Collect from the material below every line that contains the word "glass".

[Start of RECORDED DATA]

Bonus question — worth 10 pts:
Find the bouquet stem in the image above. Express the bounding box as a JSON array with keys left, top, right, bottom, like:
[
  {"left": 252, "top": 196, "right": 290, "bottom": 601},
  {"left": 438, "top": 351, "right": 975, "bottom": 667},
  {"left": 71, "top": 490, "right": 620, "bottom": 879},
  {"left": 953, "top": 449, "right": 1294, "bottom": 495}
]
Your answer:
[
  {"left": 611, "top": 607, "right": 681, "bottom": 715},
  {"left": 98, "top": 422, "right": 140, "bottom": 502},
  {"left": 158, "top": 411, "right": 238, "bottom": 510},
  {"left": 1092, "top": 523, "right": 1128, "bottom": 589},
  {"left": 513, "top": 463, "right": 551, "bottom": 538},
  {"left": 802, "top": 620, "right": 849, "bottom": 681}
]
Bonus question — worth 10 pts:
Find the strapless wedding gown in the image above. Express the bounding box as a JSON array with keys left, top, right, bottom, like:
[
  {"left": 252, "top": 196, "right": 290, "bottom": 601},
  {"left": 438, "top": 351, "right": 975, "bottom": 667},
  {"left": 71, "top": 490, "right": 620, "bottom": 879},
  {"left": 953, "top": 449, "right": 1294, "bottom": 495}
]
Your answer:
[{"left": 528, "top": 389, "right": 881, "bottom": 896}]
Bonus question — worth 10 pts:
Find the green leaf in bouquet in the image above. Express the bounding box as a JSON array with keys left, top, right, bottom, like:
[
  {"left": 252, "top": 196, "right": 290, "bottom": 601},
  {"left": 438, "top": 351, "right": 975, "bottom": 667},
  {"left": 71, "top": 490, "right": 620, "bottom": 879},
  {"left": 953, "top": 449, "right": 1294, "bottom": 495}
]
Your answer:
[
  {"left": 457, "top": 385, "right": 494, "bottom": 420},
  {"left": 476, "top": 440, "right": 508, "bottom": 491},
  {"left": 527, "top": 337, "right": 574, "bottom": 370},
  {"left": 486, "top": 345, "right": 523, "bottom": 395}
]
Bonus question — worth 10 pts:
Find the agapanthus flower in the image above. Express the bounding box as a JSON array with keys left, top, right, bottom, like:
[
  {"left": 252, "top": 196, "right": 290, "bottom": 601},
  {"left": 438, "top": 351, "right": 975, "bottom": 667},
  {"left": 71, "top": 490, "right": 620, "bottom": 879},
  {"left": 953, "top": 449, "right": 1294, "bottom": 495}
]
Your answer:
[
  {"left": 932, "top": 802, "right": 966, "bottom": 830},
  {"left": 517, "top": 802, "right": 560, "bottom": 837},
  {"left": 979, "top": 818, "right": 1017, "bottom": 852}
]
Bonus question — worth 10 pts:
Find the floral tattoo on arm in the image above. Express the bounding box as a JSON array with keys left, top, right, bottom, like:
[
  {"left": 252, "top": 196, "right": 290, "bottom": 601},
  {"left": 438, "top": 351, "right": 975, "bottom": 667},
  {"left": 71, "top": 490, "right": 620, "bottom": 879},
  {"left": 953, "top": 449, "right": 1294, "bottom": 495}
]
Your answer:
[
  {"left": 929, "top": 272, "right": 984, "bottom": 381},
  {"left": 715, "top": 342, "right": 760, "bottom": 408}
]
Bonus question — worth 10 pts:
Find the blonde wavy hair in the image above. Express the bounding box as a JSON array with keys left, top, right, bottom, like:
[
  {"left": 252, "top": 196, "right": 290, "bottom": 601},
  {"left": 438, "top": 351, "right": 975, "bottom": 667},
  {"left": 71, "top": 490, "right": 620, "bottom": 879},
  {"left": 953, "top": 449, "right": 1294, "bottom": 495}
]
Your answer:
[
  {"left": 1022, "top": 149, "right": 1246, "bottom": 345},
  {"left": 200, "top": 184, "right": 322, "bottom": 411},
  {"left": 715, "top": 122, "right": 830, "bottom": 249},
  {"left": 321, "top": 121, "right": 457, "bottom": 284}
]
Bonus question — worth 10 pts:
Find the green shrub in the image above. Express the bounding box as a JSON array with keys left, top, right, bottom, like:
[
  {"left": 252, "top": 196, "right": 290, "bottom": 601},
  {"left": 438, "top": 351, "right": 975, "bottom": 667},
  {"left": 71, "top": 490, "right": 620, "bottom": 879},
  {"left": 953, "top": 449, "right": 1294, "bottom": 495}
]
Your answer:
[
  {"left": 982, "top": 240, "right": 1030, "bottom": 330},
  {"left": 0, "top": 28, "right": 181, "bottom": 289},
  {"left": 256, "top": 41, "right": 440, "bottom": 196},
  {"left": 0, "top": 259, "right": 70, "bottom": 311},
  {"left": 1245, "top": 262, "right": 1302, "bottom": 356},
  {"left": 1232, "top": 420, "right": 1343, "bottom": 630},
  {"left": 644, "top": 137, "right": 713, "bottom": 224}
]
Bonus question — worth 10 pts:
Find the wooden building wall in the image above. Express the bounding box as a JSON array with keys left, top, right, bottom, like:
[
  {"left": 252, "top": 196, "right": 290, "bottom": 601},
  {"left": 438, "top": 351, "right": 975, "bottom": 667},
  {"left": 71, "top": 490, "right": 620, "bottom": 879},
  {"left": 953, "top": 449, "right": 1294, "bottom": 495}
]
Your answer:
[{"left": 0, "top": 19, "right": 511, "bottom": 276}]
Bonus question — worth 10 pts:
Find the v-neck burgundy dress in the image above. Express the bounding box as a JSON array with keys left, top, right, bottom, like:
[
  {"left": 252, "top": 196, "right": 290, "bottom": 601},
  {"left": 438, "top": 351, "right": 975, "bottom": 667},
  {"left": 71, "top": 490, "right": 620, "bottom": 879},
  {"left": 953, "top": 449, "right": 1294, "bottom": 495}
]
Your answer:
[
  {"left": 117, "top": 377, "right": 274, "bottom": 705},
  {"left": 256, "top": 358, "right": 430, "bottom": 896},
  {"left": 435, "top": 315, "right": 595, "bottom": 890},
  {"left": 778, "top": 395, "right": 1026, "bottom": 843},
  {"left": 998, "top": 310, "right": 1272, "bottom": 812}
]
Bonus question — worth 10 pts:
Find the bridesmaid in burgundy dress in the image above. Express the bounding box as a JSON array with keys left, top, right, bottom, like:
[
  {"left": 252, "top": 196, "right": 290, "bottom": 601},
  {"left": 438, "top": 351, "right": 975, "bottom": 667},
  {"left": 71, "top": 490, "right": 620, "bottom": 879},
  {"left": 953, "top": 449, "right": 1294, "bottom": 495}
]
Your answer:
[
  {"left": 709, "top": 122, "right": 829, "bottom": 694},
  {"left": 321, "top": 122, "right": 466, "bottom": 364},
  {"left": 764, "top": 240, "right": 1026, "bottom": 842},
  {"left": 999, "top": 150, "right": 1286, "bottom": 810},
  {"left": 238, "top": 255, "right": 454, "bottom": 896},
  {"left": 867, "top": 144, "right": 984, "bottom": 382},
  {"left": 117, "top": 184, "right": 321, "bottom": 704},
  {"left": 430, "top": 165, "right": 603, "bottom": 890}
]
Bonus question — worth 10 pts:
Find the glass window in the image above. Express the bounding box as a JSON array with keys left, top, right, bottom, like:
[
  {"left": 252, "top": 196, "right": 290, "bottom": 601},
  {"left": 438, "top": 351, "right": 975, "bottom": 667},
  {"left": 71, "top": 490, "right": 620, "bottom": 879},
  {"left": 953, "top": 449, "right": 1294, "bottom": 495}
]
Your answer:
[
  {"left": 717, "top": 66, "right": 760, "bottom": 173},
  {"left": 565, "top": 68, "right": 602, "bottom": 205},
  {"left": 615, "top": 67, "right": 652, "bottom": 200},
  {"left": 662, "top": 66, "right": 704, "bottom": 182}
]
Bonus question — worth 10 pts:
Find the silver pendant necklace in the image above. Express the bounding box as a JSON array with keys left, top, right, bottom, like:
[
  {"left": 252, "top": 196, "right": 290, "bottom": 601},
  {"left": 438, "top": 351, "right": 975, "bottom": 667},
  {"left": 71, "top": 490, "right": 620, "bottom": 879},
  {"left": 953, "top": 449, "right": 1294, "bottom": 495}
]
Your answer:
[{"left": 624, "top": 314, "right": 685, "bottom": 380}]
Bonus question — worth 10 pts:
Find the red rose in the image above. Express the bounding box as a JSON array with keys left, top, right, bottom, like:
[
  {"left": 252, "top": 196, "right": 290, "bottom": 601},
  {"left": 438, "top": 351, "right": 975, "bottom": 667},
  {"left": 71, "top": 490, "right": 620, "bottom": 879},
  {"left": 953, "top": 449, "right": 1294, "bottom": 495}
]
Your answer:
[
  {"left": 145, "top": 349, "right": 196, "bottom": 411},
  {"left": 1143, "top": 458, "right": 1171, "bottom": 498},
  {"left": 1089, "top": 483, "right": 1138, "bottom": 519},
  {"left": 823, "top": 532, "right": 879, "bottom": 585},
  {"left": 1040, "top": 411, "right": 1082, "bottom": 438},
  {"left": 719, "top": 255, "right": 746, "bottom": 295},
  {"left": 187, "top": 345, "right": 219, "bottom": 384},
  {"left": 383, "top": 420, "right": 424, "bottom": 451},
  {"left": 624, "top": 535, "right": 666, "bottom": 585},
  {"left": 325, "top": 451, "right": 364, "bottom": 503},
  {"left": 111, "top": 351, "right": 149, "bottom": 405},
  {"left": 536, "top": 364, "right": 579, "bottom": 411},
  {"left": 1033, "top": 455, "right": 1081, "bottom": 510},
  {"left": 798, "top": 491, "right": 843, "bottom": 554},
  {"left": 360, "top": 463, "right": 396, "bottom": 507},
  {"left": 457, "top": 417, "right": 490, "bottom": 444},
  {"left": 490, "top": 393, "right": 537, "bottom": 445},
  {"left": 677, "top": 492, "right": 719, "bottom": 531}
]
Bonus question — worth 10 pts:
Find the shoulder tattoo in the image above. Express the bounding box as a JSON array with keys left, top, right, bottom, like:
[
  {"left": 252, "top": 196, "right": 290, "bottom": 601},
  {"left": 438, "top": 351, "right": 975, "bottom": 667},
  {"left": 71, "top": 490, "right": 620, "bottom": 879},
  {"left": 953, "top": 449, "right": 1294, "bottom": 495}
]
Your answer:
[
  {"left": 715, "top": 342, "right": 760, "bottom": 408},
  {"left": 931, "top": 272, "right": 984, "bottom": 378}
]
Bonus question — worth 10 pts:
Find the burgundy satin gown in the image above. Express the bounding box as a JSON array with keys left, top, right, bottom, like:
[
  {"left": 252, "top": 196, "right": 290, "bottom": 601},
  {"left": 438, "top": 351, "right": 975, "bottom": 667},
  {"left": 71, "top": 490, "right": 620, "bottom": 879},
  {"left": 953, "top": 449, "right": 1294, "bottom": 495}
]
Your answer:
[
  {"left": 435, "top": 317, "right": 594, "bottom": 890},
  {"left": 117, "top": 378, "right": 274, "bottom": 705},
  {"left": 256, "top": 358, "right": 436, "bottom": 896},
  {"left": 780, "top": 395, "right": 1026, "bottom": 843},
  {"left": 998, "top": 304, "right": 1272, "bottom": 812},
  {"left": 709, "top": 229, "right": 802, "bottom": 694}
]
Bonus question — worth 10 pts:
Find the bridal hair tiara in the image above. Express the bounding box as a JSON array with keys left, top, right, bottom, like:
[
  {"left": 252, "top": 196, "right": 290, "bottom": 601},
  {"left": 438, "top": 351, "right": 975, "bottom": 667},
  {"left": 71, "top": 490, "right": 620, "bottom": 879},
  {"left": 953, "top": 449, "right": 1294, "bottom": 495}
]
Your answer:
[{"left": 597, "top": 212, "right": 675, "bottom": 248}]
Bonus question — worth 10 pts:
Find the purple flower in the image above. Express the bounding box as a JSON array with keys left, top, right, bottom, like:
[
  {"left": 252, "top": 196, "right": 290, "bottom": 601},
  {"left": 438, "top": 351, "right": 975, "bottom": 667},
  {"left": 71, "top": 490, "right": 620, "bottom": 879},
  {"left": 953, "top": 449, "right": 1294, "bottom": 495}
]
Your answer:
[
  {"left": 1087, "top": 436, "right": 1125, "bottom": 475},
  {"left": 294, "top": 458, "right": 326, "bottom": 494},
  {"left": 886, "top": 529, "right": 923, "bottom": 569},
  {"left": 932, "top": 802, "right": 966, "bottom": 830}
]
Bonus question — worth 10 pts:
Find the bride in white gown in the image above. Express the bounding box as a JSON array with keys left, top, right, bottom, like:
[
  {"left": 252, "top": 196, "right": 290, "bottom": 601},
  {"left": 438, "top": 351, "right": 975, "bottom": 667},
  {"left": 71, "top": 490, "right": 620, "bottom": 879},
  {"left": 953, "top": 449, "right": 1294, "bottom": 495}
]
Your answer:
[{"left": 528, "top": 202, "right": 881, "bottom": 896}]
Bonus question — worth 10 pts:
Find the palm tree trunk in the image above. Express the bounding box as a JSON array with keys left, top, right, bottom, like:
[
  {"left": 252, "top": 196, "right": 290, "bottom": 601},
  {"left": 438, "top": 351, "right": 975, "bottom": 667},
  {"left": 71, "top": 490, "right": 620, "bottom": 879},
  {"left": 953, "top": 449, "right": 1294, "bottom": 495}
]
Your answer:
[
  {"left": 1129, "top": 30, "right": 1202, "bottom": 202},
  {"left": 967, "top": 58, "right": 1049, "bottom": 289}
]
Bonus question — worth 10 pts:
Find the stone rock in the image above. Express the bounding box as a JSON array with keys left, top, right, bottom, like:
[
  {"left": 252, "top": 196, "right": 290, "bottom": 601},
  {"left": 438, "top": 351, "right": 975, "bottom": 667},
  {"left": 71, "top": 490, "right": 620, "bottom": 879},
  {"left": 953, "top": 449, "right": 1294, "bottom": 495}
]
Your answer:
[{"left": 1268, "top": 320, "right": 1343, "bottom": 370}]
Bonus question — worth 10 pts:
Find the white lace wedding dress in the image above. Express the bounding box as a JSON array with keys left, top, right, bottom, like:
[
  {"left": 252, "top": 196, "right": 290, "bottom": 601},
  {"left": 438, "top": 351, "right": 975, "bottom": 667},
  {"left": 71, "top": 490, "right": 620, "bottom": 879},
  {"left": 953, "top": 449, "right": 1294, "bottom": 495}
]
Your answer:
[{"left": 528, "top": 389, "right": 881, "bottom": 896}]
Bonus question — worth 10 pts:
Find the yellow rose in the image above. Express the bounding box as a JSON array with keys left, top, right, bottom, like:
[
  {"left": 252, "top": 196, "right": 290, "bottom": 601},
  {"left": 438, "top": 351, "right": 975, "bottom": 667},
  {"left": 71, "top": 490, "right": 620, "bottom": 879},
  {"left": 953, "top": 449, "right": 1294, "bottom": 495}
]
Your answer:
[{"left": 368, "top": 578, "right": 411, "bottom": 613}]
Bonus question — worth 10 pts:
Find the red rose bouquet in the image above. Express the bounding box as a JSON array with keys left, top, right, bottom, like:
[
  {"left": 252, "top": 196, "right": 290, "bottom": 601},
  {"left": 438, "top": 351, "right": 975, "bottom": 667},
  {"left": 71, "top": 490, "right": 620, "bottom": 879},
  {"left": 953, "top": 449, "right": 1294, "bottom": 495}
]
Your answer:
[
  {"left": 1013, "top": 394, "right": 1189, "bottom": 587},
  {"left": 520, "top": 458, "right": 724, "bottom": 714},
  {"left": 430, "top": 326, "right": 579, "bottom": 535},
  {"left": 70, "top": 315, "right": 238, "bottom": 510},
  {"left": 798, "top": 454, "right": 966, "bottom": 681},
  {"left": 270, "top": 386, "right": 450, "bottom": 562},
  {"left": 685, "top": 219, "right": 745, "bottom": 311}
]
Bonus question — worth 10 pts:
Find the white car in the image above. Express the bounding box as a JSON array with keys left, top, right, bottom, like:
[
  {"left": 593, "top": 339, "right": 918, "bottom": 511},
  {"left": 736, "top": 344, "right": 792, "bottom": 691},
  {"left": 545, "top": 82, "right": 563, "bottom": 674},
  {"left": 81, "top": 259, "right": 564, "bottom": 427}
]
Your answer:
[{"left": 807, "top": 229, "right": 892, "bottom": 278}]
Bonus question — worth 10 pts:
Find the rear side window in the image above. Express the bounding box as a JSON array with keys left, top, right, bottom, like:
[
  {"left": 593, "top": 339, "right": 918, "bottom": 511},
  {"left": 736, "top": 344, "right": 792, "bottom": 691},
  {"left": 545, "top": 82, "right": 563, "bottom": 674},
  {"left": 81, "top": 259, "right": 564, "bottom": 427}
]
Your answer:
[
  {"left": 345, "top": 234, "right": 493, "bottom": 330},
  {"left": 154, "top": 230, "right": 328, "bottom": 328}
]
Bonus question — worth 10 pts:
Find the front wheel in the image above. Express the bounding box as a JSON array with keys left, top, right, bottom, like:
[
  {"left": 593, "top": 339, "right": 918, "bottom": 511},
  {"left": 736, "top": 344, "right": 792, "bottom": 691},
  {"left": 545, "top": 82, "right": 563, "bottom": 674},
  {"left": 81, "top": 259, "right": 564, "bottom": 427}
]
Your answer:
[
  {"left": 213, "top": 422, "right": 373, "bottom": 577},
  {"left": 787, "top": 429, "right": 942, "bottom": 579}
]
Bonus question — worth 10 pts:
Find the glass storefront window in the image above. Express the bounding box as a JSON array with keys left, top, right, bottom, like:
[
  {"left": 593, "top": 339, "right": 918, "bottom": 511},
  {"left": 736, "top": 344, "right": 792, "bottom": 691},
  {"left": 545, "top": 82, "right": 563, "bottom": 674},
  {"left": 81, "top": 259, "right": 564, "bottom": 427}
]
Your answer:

[End of RECORDED DATA]

SOLUTION =
Find the glass window in the image above. Express the bounding box as a JSON array with keys left, top, right, bottom, like:
Find the glass storefront window in the image above. Express the bounding box as a JSON array with keys left, top, right, bottom, like:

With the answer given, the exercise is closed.